Исходный фрагмент »
···
В не столь давнем фильме «Осел» Анатолия Васильева – еще одного большого художника времен «высокого постмодерна» – приводится стихотворение Тонино Гуэрра [5], где тот рассуждает о страхе смерти и о рае, который может оказаться совсем не тем, что мы думаем, – не тем местом, где мы встретимся с утраченным, где восполняется нехватка. Если голоден – с едой, если несчастен – со счастьем. Рай – вообще не место встречи по принципу восполнения желаний. И потому рай подобен пустыне и пустыня подобна раю.
Как сказано в «Неужели, Мария…»:
…Если это не сад —
разреши мне назад,
в тишину, где задуманы вещи.
…Если это не сад, если рамы скрипят
оттого, что темней не бывает,
если это не тот заповеданный сад,
где голодные дети у яблонь сидят
и надкушенный плод забывают…
«Голодные дети» в раю не насыщаются яблоками, а наоборот, забывают о них. Почему? Потому что видят нечто, что больше их голода, что утоляет их голод навсегда. Но эти дети больше никогда не будут есть. Они уже и не совсем дети…
Рай страшен. Потому что с нашей земной стороны он – место великой скорби. И только оказавшись там, мы узнаем, что это не так.
···
Данные »
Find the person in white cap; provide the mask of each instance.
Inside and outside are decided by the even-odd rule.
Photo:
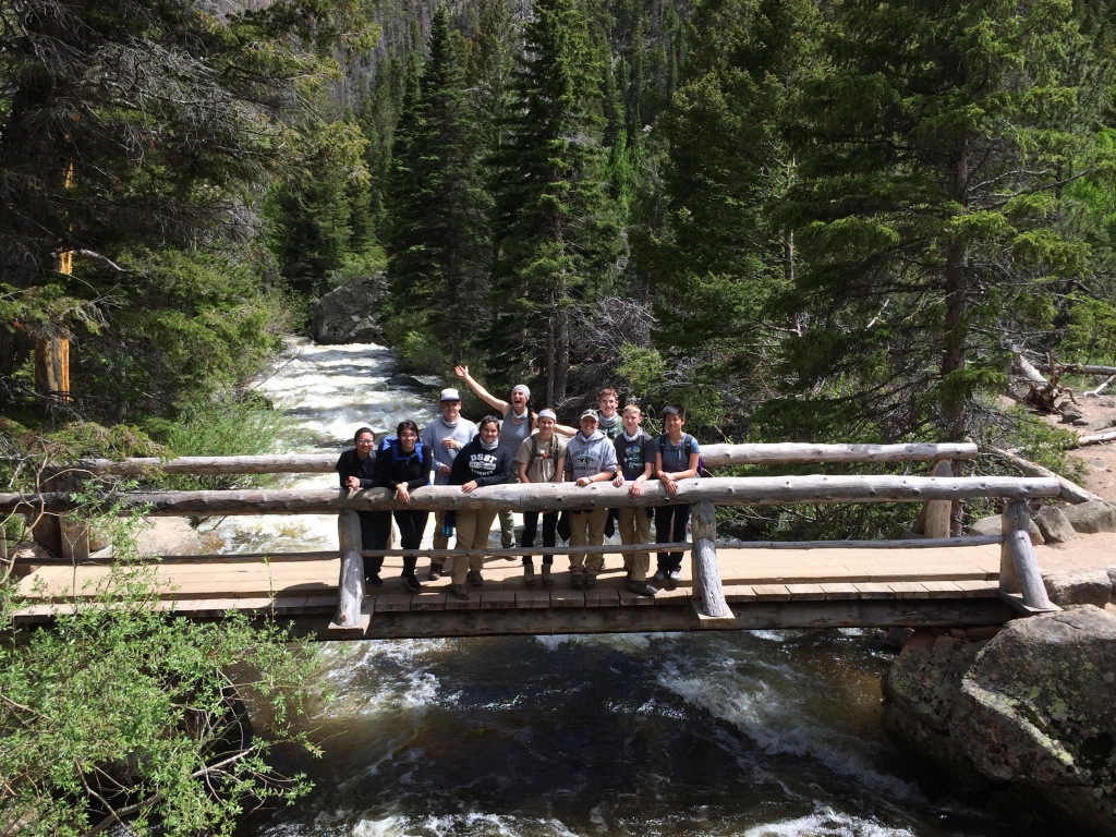
[[[504,401],[496,397],[470,375],[468,366],[454,366],[453,372],[469,384],[469,388],[477,393],[478,398],[500,411],[500,415],[503,416],[503,421],[500,422],[500,445],[514,459],[523,441],[535,430],[536,416],[531,412],[530,387],[527,384],[516,384],[511,388],[510,400]],[[519,482],[519,473],[516,470],[512,471],[508,482]],[[500,546],[504,549],[516,546],[516,523],[510,509],[500,512]]]
[[[581,413],[581,431],[566,448],[566,480],[586,487],[616,477],[616,448],[597,429],[597,411]],[[579,509],[569,516],[569,545],[571,547],[602,546],[605,542],[605,521],[608,509]],[[604,554],[586,557],[570,555],[569,575],[574,589],[593,587],[597,574],[605,566]]]
[[[453,387],[442,391],[442,417],[435,419],[422,431],[423,446],[434,456],[434,484],[449,485],[450,471],[453,468],[453,460],[458,458],[458,451],[464,448],[477,437],[477,425],[468,419],[461,417],[461,393]],[[434,549],[449,549],[450,539],[443,530],[445,512],[434,512]],[[430,559],[430,574],[426,576],[431,581],[436,581],[442,577],[443,560],[441,558]]]
[[[516,465],[520,482],[561,482],[566,473],[566,440],[555,433],[557,416],[552,410],[540,410],[535,423],[539,425],[538,433],[532,433],[519,446],[516,454]],[[542,546],[555,545],[555,532],[558,526],[558,511],[552,509],[542,512]],[[530,550],[535,546],[535,533],[539,527],[539,512],[523,512],[523,537],[519,546]],[[554,556],[542,557],[542,586],[550,587],[554,579],[550,569]],[[523,552],[523,583],[535,586],[535,565],[530,551]]]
···
Задание 1 » Выпишите из текста о рае все строки процитированного стихотворения, в которых есть слово «сад».
Задание 2 » Перепечатайте из текста о рае отрывок от «В не столь давнем» до «пустыня подобна раю.».
Задание 3 » Напишите продолжение текста о рае, начав сразу после его последнего предложения.
Данные являются самостоятельным материалом и к тексту о рае не относятся.

Ожидаемый ответ 1 »
…Если это не сад —
…Если это не сад, если рамы скрипят
если это не тот заповеданный сад,

Ожидаемый ответ 2 »
В не столь давнем фильме «Осел» Анатолия Васильева – еще одного большого художника времен «высокого постмодерна» – приводится стихотворение Тонино Гуэрра [5], где тот рассуждает о страхе смерти и о рае, который может оказаться совсем не тем, что мы думаем, – не тем местом, где мы встретимся с утраченным, где восполняется нехватка. Если голоден – с едой, если несчастен – со счастьем. Рай – вообще не место встречи по принципу восполнения желаний. И потому рай подобен пустыне и пустыня подобна раю.

Ожидаемый ответ 3 »
В «Китайском путешествии» есть стихотворение, которое особенно любил В. В. Бибихин. Сначала в нем речь о художнике, о его расцвете, когда он влюблен в то, что видит, и то, что он видит, влюблено в него:
Велик рисовальщик, не знающий долга,
кроме долга играющей кисти:
и кисть его проникает в сердце гор,
проникает в счастье листьев,
одним ударом, одною кротостью,
восхищеньем, смущеньем одним
он проникает в само бессмертье —
и бессмертье играет с ним.
Но дальше происходит резкая смысловая перемена:
Но тот, кого покидает дух, от кого
отводят луч,
кто десятый раз на мутном месте
ищет чистый ключ,
кто выпал из руки чудес, но не скажет:
пусты чудеса! —
перед ним с почтением
склоняются небеса.
(«Китайское путешествие»)
Велик тот, у кого ничего нет. Кажется, именно у него есть шанс создать нечто подлинно великое.
Гораздо позже, чем создано это стихотворение, Владимир Вениаминович Бибихин напишет воспоминания о Сергее Сергеевиче Аверинцеве и Алексее Федоровиче Лосеве как о людях, которым высокое открыто легко и сразу.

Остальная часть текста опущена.